----- LISTED RECORDS

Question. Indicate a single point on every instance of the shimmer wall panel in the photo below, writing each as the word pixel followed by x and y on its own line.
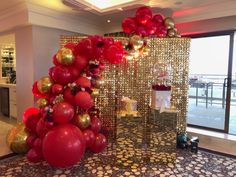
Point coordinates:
pixel 134 78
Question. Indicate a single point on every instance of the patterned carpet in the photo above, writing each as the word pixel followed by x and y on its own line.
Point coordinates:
pixel 136 152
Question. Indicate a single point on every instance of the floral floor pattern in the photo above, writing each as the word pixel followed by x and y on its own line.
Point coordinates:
pixel 137 151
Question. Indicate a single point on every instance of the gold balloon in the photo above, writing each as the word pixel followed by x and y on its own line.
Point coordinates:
pixel 16 139
pixel 136 41
pixel 169 22
pixel 171 33
pixel 65 56
pixel 95 92
pixel 42 102
pixel 128 56
pixel 134 53
pixel 146 51
pixel 44 84
pixel 99 83
pixel 83 121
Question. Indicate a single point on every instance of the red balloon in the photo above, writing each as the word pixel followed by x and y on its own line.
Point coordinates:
pixel 99 144
pixel 129 25
pixel 143 15
pixel 42 128
pixel 89 137
pixel 30 140
pixel 114 54
pixel 83 82
pixel 61 75
pixel 63 112
pixel 141 31
pixel 161 31
pixel 31 123
pixel 63 146
pixel 37 144
pixel 36 92
pixel 55 61
pixel 28 112
pixel 151 28
pixel 158 19
pixel 57 89
pixel 85 48
pixel 68 96
pixel 80 62
pixel 84 100
pixel 74 73
pixel 96 124
pixel 34 155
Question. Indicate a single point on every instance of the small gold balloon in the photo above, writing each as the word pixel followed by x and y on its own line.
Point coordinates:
pixel 16 139
pixel 95 92
pixel 136 41
pixel 83 121
pixel 146 51
pixel 44 84
pixel 169 22
pixel 42 102
pixel 65 56
pixel 128 56
pixel 134 53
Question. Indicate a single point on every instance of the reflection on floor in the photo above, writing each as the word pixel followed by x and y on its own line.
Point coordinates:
pixel 5 125
pixel 130 156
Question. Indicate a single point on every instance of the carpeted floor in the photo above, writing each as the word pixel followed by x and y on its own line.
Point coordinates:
pixel 137 151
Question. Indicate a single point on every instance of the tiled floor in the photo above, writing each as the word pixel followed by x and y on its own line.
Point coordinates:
pixel 5 125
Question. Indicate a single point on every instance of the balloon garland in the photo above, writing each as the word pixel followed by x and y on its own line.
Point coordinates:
pixel 64 125
pixel 143 25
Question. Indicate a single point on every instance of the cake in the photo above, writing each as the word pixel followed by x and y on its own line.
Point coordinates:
pixel 128 106
pixel 160 97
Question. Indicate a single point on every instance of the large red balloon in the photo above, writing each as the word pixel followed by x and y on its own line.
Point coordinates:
pixel 30 140
pixel 142 31
pixel 129 25
pixel 63 112
pixel 99 144
pixel 63 146
pixel 83 82
pixel 114 54
pixel 89 137
pixel 61 75
pixel 34 155
pixel 68 96
pixel 143 15
pixel 57 89
pixel 96 124
pixel 80 62
pixel 42 128
pixel 28 112
pixel 84 100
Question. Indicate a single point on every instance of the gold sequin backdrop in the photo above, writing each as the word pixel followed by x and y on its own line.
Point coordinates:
pixel 134 79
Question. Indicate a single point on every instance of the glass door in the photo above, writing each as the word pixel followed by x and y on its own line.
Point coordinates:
pixel 232 119
pixel 208 82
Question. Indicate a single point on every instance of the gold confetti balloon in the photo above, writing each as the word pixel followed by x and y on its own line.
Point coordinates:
pixel 146 50
pixel 44 85
pixel 136 41
pixel 65 56
pixel 83 121
pixel 169 22
pixel 16 139
pixel 42 102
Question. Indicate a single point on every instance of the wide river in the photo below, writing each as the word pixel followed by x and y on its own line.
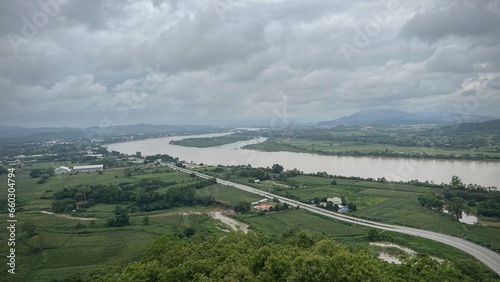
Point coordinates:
pixel 479 172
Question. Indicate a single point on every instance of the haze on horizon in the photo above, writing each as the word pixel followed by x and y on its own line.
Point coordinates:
pixel 102 63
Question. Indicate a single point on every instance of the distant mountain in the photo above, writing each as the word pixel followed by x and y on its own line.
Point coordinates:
pixel 390 116
pixel 44 133
pixel 491 127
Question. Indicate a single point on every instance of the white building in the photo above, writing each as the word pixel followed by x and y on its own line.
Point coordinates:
pixel 335 200
pixel 62 170
pixel 85 168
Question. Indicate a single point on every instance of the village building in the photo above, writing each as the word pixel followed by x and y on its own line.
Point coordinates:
pixel 85 168
pixel 62 170
pixel 335 200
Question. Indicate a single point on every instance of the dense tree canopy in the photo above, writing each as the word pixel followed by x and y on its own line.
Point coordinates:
pixel 258 257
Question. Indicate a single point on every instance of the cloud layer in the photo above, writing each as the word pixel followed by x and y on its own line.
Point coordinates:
pixel 87 63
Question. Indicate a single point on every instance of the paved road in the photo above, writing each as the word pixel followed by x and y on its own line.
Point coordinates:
pixel 488 257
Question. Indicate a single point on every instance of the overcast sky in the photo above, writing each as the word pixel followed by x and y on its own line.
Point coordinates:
pixel 101 63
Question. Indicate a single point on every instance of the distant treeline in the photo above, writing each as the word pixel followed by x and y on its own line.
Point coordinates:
pixel 141 196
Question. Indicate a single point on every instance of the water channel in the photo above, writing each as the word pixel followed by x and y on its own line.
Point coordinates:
pixel 485 173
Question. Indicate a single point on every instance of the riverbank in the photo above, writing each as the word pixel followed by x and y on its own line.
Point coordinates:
pixel 371 150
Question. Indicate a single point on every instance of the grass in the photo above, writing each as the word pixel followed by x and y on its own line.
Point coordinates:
pixel 228 195
pixel 69 250
pixel 280 222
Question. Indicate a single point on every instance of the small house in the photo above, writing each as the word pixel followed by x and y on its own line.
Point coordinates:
pixel 62 170
pixel 335 200
pixel 344 209
pixel 263 207
pixel 85 168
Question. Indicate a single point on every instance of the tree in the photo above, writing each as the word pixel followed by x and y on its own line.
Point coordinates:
pixel 29 228
pixel 456 206
pixel 335 207
pixel 456 182
pixel 119 219
pixel 352 207
pixel 276 168
pixel 242 207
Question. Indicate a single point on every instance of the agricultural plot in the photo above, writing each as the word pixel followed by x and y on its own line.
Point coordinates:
pixel 228 195
pixel 280 222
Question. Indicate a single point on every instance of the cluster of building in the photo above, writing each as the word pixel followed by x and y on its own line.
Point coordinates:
pixel 81 168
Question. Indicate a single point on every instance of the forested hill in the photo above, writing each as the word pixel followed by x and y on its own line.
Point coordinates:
pixel 294 256
pixel 491 127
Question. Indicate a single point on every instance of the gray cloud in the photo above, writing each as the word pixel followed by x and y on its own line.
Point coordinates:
pixel 223 61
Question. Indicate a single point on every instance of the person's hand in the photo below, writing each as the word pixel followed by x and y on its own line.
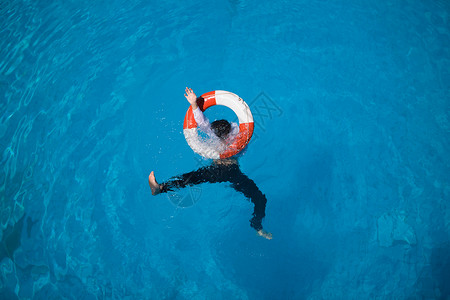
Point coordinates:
pixel 265 234
pixel 191 97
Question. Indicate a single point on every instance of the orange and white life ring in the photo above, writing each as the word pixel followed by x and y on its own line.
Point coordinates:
pixel 229 100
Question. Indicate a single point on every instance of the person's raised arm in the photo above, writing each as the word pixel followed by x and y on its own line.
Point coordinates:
pixel 202 121
pixel 191 97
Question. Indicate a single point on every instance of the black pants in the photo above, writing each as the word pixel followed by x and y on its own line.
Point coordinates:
pixel 224 173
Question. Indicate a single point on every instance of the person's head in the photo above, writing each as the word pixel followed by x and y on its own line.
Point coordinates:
pixel 221 128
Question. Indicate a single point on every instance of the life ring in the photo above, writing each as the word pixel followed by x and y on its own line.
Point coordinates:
pixel 229 100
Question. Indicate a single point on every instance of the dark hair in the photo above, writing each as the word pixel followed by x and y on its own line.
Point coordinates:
pixel 221 128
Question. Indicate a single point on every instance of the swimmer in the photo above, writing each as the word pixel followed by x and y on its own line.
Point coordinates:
pixel 222 133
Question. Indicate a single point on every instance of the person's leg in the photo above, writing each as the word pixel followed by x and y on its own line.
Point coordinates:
pixel 243 184
pixel 210 174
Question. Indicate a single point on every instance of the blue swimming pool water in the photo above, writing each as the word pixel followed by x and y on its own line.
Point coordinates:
pixel 352 108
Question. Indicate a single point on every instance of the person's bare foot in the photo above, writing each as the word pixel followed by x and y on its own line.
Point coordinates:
pixel 265 234
pixel 154 186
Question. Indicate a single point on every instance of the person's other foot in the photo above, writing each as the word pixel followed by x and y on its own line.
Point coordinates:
pixel 154 186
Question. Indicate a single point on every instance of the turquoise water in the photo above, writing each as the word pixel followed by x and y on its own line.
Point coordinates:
pixel 352 125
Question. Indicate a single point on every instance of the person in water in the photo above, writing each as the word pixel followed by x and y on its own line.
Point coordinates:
pixel 221 133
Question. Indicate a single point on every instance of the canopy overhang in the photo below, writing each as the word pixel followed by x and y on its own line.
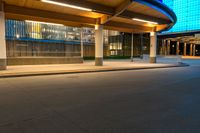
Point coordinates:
pixel 113 14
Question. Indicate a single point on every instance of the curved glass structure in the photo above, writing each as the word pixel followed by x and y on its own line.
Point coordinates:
pixel 188 14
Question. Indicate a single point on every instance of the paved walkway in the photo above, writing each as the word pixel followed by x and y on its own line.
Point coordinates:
pixel 88 66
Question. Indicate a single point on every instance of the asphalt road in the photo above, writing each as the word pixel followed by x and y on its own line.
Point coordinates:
pixel 140 101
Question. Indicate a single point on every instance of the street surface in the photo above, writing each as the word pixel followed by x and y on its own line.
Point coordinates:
pixel 163 100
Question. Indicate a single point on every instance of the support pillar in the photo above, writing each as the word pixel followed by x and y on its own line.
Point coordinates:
pixel 99 45
pixel 177 48
pixel 194 50
pixel 164 47
pixel 191 49
pixel 82 46
pixel 185 49
pixel 168 47
pixel 153 47
pixel 3 61
pixel 132 48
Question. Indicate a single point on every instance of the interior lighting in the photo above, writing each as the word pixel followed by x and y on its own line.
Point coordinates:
pixel 145 21
pixel 66 5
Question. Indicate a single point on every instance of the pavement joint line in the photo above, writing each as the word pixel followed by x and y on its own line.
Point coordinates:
pixel 45 73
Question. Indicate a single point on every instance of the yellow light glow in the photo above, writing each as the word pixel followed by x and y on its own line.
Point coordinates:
pixel 30 21
pixel 145 21
pixel 66 5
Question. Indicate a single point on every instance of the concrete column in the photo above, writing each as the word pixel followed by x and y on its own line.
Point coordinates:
pixel 153 47
pixel 3 63
pixel 99 45
pixel 194 50
pixel 191 49
pixel 168 47
pixel 185 49
pixel 177 48
pixel 82 50
pixel 164 47
pixel 132 48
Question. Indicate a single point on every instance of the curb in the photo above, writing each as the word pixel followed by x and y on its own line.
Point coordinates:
pixel 44 73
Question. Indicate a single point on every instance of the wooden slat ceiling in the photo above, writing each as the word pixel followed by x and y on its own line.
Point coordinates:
pixel 113 4
pixel 139 8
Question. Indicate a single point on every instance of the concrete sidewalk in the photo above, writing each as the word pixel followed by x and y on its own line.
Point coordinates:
pixel 86 67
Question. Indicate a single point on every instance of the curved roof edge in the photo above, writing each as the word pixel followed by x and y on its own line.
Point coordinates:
pixel 159 6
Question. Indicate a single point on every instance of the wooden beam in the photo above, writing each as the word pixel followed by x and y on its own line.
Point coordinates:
pixel 127 26
pixel 110 12
pixel 16 10
pixel 118 10
pixel 91 5
pixel 129 15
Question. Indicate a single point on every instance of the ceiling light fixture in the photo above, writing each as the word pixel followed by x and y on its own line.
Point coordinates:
pixel 145 21
pixel 30 21
pixel 66 5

----------

TASK GOAL
Print every line of the data word for word, from the line containing "Question. Indicate a single point on every instance of the large" down to the line containing "pixel 208 82", with both of those lines included.

ANSWER TO THIS PROBLEM
Question. Indicate a single point on every instance of the large red balloon in the photo above, writing each as the word pixel followed by x and y on its own line.
Point coordinates:
pixel 30 140
pixel 142 31
pixel 129 25
pixel 63 112
pixel 99 144
pixel 63 146
pixel 83 82
pixel 114 54
pixel 89 137
pixel 61 75
pixel 34 155
pixel 68 96
pixel 143 15
pixel 57 89
pixel 96 124
pixel 80 62
pixel 42 128
pixel 28 112
pixel 84 100
Question. Indicate a single point on every instance of the gold sequin backdrop in the photo above, writing each as the word pixel followed by x and y on its own line.
Point coordinates:
pixel 134 79
Question. Indicate a single point on every instance of the glass door in the photo above, writing each as the word pixel followed by x and y on its own line.
Point coordinates:
pixel 232 119
pixel 208 82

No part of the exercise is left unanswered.